Supplied records START

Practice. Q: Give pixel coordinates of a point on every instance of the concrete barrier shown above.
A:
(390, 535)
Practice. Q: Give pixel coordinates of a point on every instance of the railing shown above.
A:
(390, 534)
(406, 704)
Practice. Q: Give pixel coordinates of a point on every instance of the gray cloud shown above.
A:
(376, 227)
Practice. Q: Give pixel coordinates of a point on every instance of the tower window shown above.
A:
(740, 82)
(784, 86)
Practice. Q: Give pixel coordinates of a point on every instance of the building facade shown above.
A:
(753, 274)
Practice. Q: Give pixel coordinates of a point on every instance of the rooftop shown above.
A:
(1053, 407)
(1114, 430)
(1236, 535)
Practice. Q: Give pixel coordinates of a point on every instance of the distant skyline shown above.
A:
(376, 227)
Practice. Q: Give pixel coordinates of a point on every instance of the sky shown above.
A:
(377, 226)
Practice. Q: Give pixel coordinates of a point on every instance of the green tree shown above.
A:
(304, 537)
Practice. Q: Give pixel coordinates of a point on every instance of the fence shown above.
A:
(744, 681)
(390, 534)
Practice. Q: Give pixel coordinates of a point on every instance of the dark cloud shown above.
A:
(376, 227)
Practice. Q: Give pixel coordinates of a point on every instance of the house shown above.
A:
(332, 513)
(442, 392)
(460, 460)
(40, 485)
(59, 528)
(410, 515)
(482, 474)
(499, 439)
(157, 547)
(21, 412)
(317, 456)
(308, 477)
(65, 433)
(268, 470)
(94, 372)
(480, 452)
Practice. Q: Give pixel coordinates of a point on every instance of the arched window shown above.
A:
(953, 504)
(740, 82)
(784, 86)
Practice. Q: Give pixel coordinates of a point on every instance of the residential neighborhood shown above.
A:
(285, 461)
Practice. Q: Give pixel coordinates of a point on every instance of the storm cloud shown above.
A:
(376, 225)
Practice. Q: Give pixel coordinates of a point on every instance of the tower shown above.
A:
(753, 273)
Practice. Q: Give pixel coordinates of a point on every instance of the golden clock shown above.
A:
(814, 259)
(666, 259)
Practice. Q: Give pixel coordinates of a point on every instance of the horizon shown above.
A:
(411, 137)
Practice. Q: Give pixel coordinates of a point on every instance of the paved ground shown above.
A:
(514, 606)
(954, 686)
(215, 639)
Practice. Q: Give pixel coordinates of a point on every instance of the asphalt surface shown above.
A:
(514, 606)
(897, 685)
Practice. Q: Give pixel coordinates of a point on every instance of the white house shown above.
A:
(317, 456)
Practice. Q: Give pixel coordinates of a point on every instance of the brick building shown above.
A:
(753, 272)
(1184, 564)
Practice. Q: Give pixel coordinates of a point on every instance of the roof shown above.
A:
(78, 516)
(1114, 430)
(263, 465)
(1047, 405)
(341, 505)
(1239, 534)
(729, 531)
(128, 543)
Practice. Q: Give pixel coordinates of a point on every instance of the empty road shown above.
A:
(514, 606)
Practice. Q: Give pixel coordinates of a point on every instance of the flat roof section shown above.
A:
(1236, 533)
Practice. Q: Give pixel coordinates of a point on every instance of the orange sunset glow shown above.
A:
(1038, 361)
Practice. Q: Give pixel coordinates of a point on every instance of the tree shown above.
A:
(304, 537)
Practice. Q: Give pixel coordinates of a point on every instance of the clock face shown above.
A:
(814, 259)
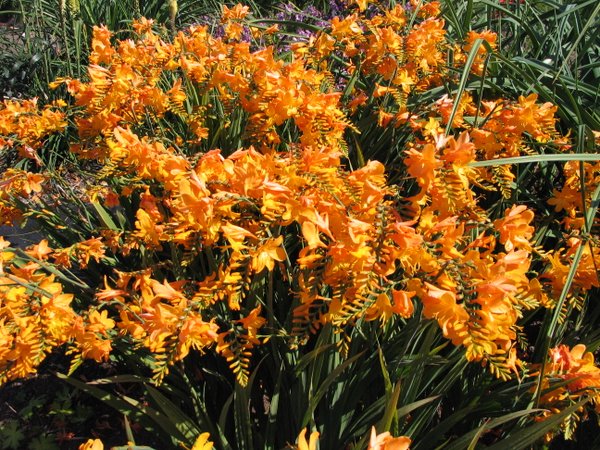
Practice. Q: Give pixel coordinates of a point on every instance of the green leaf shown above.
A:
(537, 158)
(535, 432)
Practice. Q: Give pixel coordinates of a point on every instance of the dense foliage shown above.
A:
(258, 226)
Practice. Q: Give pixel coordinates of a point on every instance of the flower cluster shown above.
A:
(216, 225)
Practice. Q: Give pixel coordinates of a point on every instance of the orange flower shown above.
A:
(312, 444)
(267, 254)
(92, 444)
(385, 441)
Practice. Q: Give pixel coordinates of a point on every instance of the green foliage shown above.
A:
(402, 377)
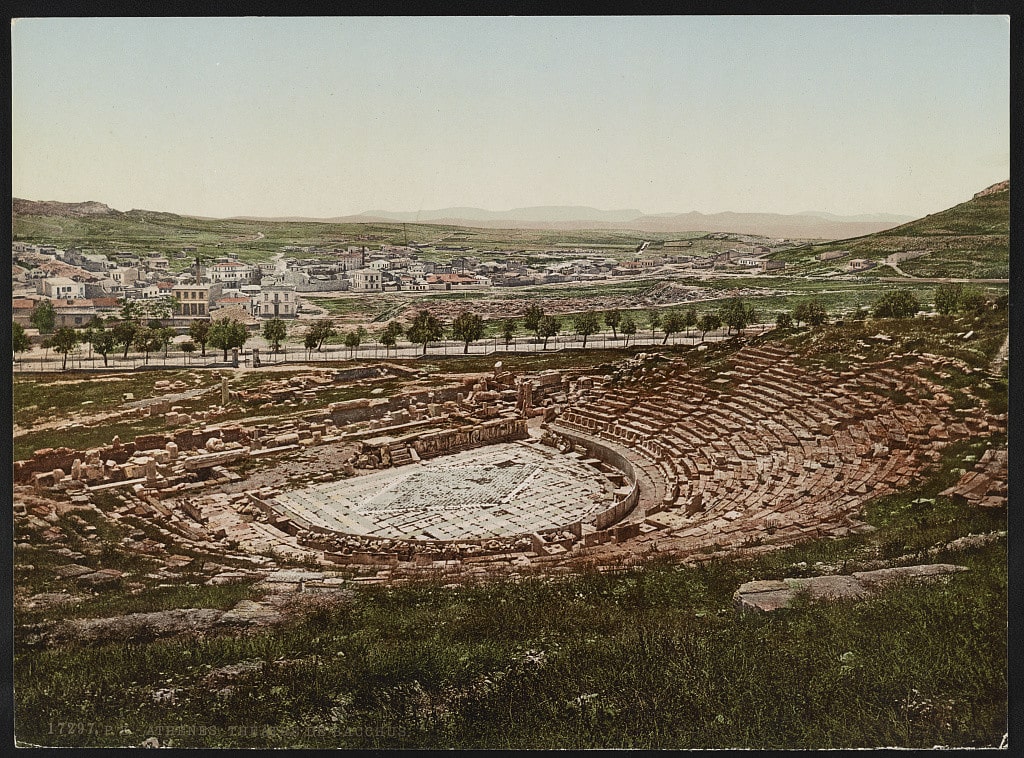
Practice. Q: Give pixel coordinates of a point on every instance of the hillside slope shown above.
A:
(969, 241)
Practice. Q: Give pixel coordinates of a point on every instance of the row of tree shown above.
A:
(139, 325)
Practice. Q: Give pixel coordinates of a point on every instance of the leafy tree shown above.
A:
(953, 298)
(102, 340)
(94, 326)
(309, 342)
(896, 304)
(43, 317)
(628, 327)
(508, 331)
(810, 311)
(467, 328)
(323, 329)
(163, 337)
(548, 327)
(672, 323)
(124, 334)
(733, 313)
(274, 331)
(654, 319)
(353, 339)
(226, 334)
(947, 298)
(612, 319)
(586, 324)
(19, 340)
(709, 323)
(972, 301)
(531, 320)
(146, 340)
(200, 332)
(690, 320)
(389, 337)
(424, 329)
(64, 341)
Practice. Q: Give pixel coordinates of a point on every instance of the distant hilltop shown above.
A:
(997, 187)
(53, 208)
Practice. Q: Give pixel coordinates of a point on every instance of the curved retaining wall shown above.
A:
(614, 459)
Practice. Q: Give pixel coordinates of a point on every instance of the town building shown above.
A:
(194, 298)
(278, 301)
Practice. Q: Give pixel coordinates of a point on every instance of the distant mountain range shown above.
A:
(809, 224)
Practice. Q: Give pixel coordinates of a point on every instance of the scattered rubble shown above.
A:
(768, 595)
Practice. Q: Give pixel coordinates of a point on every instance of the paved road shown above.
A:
(38, 361)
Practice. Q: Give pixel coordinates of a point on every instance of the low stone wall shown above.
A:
(186, 439)
(615, 460)
(365, 409)
(488, 432)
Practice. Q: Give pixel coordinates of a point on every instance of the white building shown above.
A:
(230, 271)
(367, 280)
(61, 288)
(278, 301)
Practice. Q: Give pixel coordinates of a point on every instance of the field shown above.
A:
(652, 658)
(971, 240)
(611, 648)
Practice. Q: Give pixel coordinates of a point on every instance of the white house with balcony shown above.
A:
(278, 301)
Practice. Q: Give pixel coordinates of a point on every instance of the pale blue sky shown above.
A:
(324, 117)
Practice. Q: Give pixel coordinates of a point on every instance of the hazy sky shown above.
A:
(325, 117)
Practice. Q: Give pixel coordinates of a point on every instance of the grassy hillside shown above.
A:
(970, 240)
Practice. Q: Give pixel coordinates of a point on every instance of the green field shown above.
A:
(970, 240)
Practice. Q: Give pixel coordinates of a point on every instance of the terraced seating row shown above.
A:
(777, 443)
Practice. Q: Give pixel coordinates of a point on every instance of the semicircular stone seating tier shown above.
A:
(770, 445)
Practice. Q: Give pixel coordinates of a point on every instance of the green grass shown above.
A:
(653, 659)
(656, 658)
(970, 240)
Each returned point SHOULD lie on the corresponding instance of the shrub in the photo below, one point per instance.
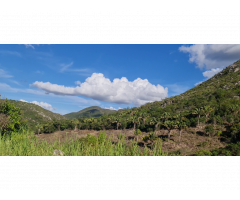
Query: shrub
(203, 153)
(152, 136)
(102, 137)
(10, 118)
(209, 129)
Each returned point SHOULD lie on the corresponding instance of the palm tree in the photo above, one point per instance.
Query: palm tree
(169, 125)
(143, 116)
(166, 116)
(75, 122)
(156, 122)
(134, 120)
(39, 127)
(206, 111)
(198, 112)
(180, 125)
(116, 121)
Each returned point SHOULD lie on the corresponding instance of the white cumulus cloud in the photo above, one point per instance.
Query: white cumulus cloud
(212, 55)
(32, 44)
(210, 73)
(111, 108)
(4, 74)
(23, 100)
(42, 104)
(77, 83)
(120, 91)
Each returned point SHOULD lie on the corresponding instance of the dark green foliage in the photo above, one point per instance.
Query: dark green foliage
(34, 114)
(232, 150)
(209, 129)
(203, 153)
(11, 118)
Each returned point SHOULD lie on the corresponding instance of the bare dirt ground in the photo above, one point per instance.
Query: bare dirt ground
(190, 143)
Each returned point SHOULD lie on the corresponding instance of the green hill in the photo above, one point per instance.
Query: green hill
(93, 111)
(214, 104)
(35, 114)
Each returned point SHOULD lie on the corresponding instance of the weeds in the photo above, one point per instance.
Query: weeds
(26, 144)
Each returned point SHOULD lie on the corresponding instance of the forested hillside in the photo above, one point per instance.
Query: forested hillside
(208, 114)
(35, 114)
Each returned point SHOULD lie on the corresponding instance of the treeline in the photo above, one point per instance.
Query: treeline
(11, 118)
(215, 113)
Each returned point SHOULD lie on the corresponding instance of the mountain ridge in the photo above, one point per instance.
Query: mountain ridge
(92, 111)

Supplied records END

### Work task
Pull out every line in the data above that has the word "wall".

### Solution to this task
Practice. Q: Give pixel coordinates of a point on every instance of the curved retaining wall shown above.
Practice. Q: Give pixel coordinates of a point on every instance of the low stone wall shown above.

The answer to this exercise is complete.